> [Your objective]:
Every line that contains the word "chevrolet" should be copied from the records below.

> [Material shown]:
-*-*-

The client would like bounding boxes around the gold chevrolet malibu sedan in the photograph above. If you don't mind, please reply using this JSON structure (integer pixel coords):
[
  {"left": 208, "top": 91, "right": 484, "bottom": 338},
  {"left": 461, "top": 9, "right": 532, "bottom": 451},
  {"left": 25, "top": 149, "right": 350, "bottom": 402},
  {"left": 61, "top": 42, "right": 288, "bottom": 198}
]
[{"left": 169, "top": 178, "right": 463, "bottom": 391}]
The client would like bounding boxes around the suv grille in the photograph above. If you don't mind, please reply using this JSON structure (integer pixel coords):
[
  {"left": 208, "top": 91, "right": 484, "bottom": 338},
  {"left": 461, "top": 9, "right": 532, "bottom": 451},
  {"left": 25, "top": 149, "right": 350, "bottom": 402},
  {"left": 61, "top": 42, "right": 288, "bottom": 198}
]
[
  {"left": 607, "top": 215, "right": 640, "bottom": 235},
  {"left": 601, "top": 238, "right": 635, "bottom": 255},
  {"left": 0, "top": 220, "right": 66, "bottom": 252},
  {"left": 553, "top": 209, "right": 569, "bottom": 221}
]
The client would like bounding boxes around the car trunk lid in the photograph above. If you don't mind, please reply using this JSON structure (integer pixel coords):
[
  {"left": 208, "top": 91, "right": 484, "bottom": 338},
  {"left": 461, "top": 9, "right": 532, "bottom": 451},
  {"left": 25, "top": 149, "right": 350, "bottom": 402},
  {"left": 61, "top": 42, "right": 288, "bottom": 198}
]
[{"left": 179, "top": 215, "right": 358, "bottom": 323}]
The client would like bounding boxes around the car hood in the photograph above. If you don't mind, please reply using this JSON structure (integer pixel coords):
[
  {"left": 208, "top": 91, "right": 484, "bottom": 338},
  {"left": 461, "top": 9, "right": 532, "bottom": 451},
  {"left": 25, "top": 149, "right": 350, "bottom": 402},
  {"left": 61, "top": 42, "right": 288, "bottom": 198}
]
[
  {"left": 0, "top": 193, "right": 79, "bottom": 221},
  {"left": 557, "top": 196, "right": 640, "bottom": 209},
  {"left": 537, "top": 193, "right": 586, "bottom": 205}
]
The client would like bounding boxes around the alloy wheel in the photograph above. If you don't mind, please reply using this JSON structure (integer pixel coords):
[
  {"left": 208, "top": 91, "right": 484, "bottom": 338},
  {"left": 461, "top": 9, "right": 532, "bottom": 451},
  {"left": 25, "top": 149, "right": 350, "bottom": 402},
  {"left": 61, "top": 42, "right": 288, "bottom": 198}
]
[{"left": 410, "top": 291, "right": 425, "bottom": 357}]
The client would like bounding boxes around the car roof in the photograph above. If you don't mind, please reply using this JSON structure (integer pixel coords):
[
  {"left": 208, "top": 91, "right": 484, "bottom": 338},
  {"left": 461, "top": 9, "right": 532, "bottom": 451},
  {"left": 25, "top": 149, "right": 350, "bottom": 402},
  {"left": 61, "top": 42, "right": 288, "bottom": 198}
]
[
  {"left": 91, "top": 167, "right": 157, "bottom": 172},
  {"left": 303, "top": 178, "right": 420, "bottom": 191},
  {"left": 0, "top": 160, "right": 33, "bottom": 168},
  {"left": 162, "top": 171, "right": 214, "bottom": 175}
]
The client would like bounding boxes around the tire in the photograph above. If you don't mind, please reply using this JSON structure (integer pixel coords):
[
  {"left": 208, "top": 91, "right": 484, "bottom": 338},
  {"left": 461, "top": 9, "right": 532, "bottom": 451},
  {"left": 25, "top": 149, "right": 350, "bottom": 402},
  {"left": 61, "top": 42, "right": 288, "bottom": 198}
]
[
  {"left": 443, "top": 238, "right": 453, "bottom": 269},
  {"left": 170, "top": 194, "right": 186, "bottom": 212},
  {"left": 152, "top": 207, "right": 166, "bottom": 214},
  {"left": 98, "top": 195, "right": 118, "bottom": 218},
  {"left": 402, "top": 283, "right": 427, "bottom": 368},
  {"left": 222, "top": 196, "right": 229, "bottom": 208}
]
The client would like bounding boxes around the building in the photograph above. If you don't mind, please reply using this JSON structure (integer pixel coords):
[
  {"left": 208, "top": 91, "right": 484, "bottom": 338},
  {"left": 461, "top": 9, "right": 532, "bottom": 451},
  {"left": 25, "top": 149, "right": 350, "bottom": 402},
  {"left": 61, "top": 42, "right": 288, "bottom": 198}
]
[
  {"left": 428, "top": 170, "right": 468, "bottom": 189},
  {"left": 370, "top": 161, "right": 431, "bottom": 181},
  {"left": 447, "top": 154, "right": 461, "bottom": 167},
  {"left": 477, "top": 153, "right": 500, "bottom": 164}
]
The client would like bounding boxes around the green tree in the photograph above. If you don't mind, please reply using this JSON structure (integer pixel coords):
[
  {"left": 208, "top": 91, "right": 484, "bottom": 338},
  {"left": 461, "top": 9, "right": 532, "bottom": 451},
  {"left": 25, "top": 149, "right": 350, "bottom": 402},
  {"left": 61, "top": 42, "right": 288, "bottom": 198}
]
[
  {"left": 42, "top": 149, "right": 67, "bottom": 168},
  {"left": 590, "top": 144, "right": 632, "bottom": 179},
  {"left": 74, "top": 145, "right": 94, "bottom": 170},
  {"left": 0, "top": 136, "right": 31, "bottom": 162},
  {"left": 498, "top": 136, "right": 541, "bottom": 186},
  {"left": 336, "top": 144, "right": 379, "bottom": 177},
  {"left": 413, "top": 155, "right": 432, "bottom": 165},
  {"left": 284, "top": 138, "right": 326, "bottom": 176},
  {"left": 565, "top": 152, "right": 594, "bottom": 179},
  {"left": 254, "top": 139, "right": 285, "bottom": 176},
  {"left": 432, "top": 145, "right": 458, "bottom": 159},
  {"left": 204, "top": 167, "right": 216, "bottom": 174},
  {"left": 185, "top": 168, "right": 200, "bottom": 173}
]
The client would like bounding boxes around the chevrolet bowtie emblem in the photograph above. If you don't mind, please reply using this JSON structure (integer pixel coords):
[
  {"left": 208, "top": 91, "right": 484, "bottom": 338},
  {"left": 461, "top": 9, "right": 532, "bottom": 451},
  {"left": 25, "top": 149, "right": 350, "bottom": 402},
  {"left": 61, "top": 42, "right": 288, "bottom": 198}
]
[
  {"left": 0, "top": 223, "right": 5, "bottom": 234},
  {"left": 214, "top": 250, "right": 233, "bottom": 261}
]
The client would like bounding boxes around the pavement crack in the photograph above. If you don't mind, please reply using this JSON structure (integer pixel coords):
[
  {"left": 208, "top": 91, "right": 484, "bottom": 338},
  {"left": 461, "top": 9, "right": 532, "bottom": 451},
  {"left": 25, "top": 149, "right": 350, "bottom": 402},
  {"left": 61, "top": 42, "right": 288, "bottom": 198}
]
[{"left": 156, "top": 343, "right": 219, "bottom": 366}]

-*-*-

> [The answer]:
The client would like bounding boxes around the gold chevrolet malibu sedan in the photograph above. If you don't mind, please reply using this JSON structure (integer pixel coords):
The client would like bounding boxes around the chevrolet bowtie emblem in the photograph above. If you don't mind, please reply using this JSON structure (integer pixel coords):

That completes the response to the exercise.